■ Task requirements ■
The records below hold a stretch from the line with "positive clicks: (452, 198)" through the line with "negative clicks: (468, 338)"; return exactly those lines, ends included, and nothing more.

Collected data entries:
╔══

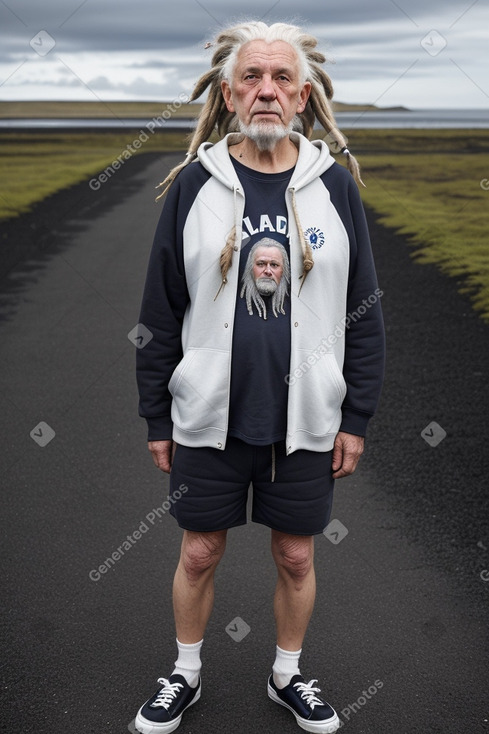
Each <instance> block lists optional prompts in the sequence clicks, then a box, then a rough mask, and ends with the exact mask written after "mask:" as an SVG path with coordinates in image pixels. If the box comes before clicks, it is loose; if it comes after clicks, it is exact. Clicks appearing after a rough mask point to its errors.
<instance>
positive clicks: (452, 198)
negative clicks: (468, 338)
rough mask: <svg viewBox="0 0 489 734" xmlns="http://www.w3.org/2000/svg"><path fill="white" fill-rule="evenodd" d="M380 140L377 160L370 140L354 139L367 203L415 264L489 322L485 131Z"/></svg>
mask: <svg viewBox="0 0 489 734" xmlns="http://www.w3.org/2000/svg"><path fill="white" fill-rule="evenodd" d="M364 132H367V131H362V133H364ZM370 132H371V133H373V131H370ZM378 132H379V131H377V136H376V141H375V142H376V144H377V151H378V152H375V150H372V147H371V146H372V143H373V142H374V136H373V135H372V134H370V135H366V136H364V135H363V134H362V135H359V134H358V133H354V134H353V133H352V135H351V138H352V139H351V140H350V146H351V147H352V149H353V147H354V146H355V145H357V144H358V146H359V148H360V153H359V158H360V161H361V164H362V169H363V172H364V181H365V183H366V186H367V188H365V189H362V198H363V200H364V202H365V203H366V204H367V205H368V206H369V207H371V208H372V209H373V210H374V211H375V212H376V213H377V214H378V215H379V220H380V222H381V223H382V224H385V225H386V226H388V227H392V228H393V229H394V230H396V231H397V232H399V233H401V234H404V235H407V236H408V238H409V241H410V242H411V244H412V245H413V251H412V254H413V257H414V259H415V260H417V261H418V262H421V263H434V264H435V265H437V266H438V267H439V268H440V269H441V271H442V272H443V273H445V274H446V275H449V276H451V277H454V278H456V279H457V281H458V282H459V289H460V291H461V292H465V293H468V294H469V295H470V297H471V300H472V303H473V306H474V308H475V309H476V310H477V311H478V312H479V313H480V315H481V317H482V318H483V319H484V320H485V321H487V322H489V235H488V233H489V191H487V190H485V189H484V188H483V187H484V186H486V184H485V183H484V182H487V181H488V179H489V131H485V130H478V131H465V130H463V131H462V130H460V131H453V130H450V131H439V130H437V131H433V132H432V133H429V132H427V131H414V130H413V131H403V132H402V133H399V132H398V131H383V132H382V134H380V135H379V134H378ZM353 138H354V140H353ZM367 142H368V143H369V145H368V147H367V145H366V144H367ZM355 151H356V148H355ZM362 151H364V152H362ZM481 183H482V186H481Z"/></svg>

╚══
╔══

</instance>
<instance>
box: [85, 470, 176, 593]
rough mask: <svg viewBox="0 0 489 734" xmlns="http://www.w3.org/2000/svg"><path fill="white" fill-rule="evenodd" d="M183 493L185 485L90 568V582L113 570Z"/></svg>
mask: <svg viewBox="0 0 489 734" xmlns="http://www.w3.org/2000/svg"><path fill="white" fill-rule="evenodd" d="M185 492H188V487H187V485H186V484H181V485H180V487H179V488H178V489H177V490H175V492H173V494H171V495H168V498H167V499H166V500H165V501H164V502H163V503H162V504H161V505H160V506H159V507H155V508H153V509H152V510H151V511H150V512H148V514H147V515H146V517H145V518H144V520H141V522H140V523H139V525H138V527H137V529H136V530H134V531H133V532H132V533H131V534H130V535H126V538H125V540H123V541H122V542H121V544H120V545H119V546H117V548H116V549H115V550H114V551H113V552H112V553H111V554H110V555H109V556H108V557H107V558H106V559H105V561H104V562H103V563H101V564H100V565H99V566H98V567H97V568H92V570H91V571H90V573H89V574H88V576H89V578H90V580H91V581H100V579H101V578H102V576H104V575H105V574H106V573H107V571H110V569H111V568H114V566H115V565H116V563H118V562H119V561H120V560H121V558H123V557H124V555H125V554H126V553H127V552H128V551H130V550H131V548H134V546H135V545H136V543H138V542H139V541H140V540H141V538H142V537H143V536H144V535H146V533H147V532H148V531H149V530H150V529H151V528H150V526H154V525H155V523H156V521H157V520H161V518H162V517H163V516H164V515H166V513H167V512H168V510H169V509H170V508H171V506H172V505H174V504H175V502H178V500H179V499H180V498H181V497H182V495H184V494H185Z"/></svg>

╚══

■ Result of this task ■
positive clicks: (452, 198)
negative clicks: (468, 338)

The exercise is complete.